── Material provided ──
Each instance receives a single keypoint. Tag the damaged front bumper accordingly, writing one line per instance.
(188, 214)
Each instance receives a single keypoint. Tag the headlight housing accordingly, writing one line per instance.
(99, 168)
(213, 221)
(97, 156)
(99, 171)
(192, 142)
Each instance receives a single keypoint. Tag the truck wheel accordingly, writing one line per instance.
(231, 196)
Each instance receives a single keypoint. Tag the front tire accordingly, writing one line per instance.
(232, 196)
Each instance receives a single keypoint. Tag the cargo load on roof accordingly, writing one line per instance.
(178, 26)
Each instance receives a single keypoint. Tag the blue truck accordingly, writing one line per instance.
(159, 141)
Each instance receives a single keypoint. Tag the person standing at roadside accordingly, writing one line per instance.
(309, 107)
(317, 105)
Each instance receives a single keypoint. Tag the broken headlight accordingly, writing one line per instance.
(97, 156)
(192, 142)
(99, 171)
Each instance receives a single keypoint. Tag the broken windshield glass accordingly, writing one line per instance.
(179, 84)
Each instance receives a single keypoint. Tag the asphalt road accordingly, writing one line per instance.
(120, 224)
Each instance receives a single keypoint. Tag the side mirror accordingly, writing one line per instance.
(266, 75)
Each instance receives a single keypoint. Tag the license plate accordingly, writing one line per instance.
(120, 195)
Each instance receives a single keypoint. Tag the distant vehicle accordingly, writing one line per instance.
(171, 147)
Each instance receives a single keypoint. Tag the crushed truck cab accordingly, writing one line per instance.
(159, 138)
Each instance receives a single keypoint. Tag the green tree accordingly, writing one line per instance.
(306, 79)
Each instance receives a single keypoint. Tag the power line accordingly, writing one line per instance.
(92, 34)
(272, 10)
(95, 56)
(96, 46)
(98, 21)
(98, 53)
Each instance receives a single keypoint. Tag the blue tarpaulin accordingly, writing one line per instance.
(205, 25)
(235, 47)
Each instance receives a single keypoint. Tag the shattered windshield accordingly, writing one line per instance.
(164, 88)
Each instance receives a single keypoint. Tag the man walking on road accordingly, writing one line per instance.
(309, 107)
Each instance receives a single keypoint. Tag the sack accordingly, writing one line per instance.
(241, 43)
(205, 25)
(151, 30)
───
> **Task brief**: Repeat the listing above exactly, keeping every word as it stands.

> **Response**:
Each instance receives a single keypoint. Tag the damaged front bumper accordingly, writing one line per instance.
(188, 214)
Each instance receives a single keypoint. Tag the headlight housing accordingly, writing one line per instance.
(99, 168)
(213, 221)
(97, 156)
(99, 171)
(192, 142)
Each instance receives a single keypoint. Tag the truck wheel accordingly, writing one line per instance.
(231, 196)
Each instance receives a single keypoint. Tag the front tire accordingly, writing one line per instance.
(232, 196)
Each instance receives a single keypoint. Tag the cargo load on roof accordingly, writing one line per instance.
(178, 26)
Each instance receives a single keypoint. Tag the blue truck accordingly, writing one line per instance.
(159, 141)
Each instance receives a single keypoint. Tag the person standing at roadside accordingly, writing one line per instance.
(309, 107)
(317, 105)
Each instance receives a single keypoint. Tag the broken headlight accordingly, writing one line per instance.
(97, 156)
(192, 142)
(99, 171)
Each instance receives a single keypoint. Tag the broken windshield glass accordingly, writing one line per instance.
(179, 84)
Each instance receives a single keypoint. Tag the asphalt road accordingly, writing one line per instance.
(120, 224)
Each instance receives a single keypoint. Tag the side mirror accordingly, writing one line per instance.
(266, 75)
Each instance receives a single keypoint. Tag the license plate accordingly, writing one line per instance.
(120, 195)
Each instance receives a single keypoint. Tag the distant vehicle accordingly, writing one line per instance.
(171, 147)
Each instance receives a single keypoint. Tag the crushed truck cab accordingly, writing one line per instance.
(159, 138)
Each instance receives a single keypoint. Tag the green tree accordingly, writing one line per instance.
(306, 79)
Each instance receives a single keypoint. Tag the power line accordingly, writing one line per instance.
(92, 34)
(272, 10)
(95, 56)
(96, 46)
(98, 21)
(98, 53)
Each instance receives a single keypoint. Tag the blue tarpaulin accordingly, writing one line per instance.
(205, 25)
(235, 47)
Each instance receives a single keypoint. Tag the shattered windshield accordingly, writing one line per instance.
(164, 88)
Each instance receives a single keypoint. Tag the man walking on road accordingly, writing one line per instance.
(309, 107)
Each instance receives a single keypoint. Tag the sack accordingly, writing one line per instance.
(241, 43)
(205, 25)
(151, 30)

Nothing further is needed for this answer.